== Data provided

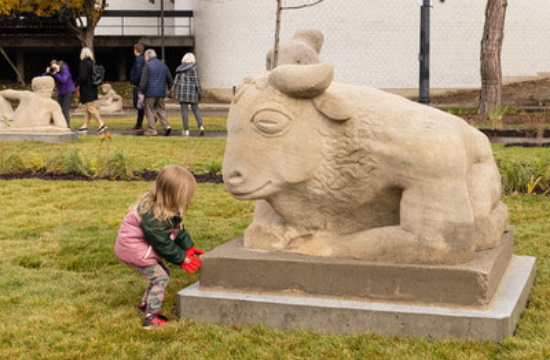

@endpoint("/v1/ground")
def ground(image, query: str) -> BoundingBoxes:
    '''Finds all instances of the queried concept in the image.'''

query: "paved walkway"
[73,103,230,137]
[72,103,231,117]
[75,128,227,138]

====

The problem:
Your answer must consist solely of the lines from the one containing "in the image.'''" through the last line of the entries, reproduced exactly.

Response to this exercise:
    '''Finds all instances of the queried concept in the image.'''

query: "paved walkway"
[73,103,230,137]
[72,103,231,117]
[75,128,227,138]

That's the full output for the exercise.